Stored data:
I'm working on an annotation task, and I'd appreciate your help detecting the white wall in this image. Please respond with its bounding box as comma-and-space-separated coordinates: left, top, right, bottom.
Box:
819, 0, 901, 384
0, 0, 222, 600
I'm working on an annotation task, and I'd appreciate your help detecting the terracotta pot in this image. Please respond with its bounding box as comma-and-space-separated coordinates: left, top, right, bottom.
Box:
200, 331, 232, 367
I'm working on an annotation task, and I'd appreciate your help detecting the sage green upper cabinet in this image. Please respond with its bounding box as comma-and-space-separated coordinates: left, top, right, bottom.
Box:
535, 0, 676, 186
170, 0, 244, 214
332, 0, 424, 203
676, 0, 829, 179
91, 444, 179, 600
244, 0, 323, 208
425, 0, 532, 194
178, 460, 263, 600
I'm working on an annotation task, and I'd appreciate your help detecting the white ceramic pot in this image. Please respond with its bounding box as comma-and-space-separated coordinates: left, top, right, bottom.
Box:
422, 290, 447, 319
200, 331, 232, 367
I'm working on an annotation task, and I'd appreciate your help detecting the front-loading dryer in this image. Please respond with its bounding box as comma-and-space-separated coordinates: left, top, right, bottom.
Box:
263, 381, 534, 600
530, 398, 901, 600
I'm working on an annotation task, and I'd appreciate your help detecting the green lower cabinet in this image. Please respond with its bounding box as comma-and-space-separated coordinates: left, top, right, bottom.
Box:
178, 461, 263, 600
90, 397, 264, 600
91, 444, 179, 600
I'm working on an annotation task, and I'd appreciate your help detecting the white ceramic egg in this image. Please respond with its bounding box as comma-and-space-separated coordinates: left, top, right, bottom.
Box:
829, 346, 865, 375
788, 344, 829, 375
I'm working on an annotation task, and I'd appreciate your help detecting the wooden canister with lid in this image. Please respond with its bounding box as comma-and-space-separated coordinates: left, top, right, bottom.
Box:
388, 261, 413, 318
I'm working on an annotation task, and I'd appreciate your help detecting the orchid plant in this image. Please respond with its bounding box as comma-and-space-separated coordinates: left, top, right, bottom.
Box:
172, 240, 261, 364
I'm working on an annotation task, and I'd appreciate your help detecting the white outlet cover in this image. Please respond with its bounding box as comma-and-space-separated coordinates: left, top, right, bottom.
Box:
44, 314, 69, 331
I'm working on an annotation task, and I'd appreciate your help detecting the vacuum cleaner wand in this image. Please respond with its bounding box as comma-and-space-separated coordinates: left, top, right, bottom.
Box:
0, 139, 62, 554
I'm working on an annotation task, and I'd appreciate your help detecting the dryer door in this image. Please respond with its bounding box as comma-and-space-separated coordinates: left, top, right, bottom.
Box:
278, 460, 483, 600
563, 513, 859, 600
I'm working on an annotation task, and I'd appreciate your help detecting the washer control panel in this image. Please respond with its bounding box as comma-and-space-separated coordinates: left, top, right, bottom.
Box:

▸ **Exercise aim**: Repeat every line of the rows above verbatim.

▸ **Solved problem**:
I'm working on an annotation task, and I'd appreciate your help detecting the white wall in this image. Please respond with its bounding box as comma-and-space-separated coordinates: left, top, right, bottom.
Box:
819, 0, 901, 384
0, 0, 222, 600
I'm working on an annotation task, and I'd appreciate your help detecting the terracotta pot in this image. Please respond with its bounding box as comma-and-space-separated coordinates: left, top, right, bottom.
Box:
200, 331, 232, 367
I'm working on an annotation task, and I'd appreciate your help detecting the sage green upper cabinet in this image. Please respond with its bounding box as comma-and-space-separated coordinates: left, top, right, bottom.
Box:
535, 0, 676, 186
170, 0, 244, 214
332, 0, 424, 203
676, 0, 829, 179
91, 444, 179, 600
244, 0, 323, 208
425, 0, 532, 194
178, 460, 263, 600
I'm working on an annotation task, and I'd appreciate your help detecting the white ceramic pot in this image. Please respond with its bounding box as comma-and-space-separated coordinates: left, top, right, bottom.
Box:
422, 290, 447, 319
200, 331, 232, 367
I'm working on an annotation task, and I'd appreciate your help detecting the front-loading dryer in this image. Please respond with its bounding box as comma-and-space-separated coordinates: left, top, right, bottom.
Box:
263, 381, 534, 600
530, 398, 901, 600
I'm working on an annotation task, and I'd appreciate your help detecting the green lower cabinet in this image. Please respond with its bounding box as comma-and-space-separated coordinates: left, top, right, bottom.
Box:
178, 461, 263, 600
90, 397, 264, 600
91, 444, 179, 600
I'm working on an annotation task, and I'd appreciate your help detecting the white ceramic egg in this image. Please respond with its bounding box as comma-and-space-separated coordinates: left, top, right, bottom.
Box:
829, 346, 865, 375
788, 344, 829, 375
I'm working on an annotation task, and I'd appreciate your help detecting the wooden canister with lid in this image. Please respond with its bounding box as comma-and-space-separated coordinates: left, top, right, bottom.
Box:
388, 261, 413, 318
I'm working on an annotation task, and I'd appreciate your help detecting the orchid plant in this image. Please respond with its bounding box as comma-and-space-separated coordinates: left, top, right, bottom.
Box:
172, 240, 261, 364
I'm working on an annotation task, and I'd appreciate your help detecting the white outlet cover in this image. Please respond with its bounding box as comma-and-space-separated coordinates: left, top, right, bottom.
Box:
44, 314, 69, 331
I'm working on an annotation task, and I'd appreciate your help detecting the vacuum cleaner wand in this image. Please respond with its bounding box as comma-and-space-separated coordinates: left, top, right, bottom.
Box:
0, 139, 62, 554
I'm working on an annotation task, and I'd appreciate your help detecting the dryer door in this image. Please respond with its bounding box as comma-and-space-separated coordinates: left, top, right, bottom.
Box:
278, 460, 483, 600
563, 513, 859, 600
I'm working on an annotation task, and I'd appreciate your help detecting the washer control panel in this image. Please respond with its bounding box as comma-and-space-separated coordinates: left, top, right, bottom.
Box:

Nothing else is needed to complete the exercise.